Trecho do documento:
——————

As estatísticas dos hospitais
de urgência, em todo o país, dão conta de que as cirurgias por acidentes de
moto atingem até 80% de todos os procedimentos cirúrgicos. Esses números
sustentam os planejamentos oficiais para a distribuição de verbas de Saúde,
exigem procedimentos na formação e na capacitação de profissionais médicos,
enfermeiros, assistentes sociais, psicólogos, fonoaudiólogos, odontólogos –
enfim, um leque enorme de trabalhadores altamente especializados e motivados
para salvar e curar.
Pergunto-me: os fabricantes
de máquinas mortíferas contribuem para a constituição de fundos de Saúde que
custeiem esses procedimentos (desde as formações, especializações, capacitações
até a mobilidade dos socorristas, do acolhimento no aparelhamento público de
emergência e urgência aos lentos e nem sempre eficazes tratamentos de
fisioterapia)?
Perder um ente querido é
altamente doloroso, seja qual for a causa. Ver um filho ou irmão subitamente
limitado ou mesmo amputado, ou ainda – e pior – condenado por toda a vida a um
leito, em condições que comparamos às dos vegetais, dói na mesma intensidade.
São vidas ceifadas ou interrompidas em seu processo contínuo de
aperfeiçoamento, de aprendizado e de convívio.
E nós, pais permissivos,
procuramos, quase sempre, justificar-nos na busca de culpados – a pessoa que
dirigia o outro veículo (se é o caso), a prefeitura que deixou esquecido o
buraco onde a moto desgovernou-se, os bombeiros ou o Samu, pelo tempo em chegar,
os médicos e atendentes que demoraram, a polícia ou a guarda de trânsito que
deveriam estar no local...

——————

Tarefa a realizar:
Redija a continuação do texto sobre acidentes de moto, começando logo após a última frase apresentada. Os dados não guardam relação alguma com o texto sobre acidentes de moto.

Dados de entrada:
——————

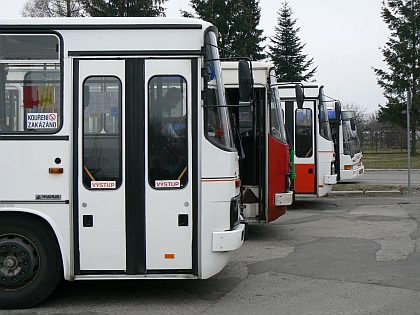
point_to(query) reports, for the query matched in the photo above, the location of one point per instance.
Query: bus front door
(134, 169)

——————

Campo de resposta:
Nós, familiares, não: sempre
somos inocentes e vítimas. Resta-nos a dor da perda ou do novo condicionamento,
e em alguns casos amargamos o remorso de “ter permitido”... Porque muitos entre
nós orgulham-se da precocidade dos filhos, ainda que nosso dever seja o de
dosar a chegada das novidades, graduar o alcance, vencer a ansiedade dos
meninos ante a busca pelo novo. Nós temos permitido que nossos meninos dirijam
e pilotem antes da hora e até se erotizem muito antes do momento – depois,
acusamos nossas meninas pela gravidez inesperada.
E não se pode respeitar a
“iniciativa” de pais que permitem a antecipação de atitudes: um pai que
presenteia um filho com uma moto ou carro antes que o mesmo esteja habilitado
contribui para as conseqüências; e um patrão que emprega um entregador não
habilitado – e, principalmente, menor de idade – é também responsável pelo que
de infausto aconteça.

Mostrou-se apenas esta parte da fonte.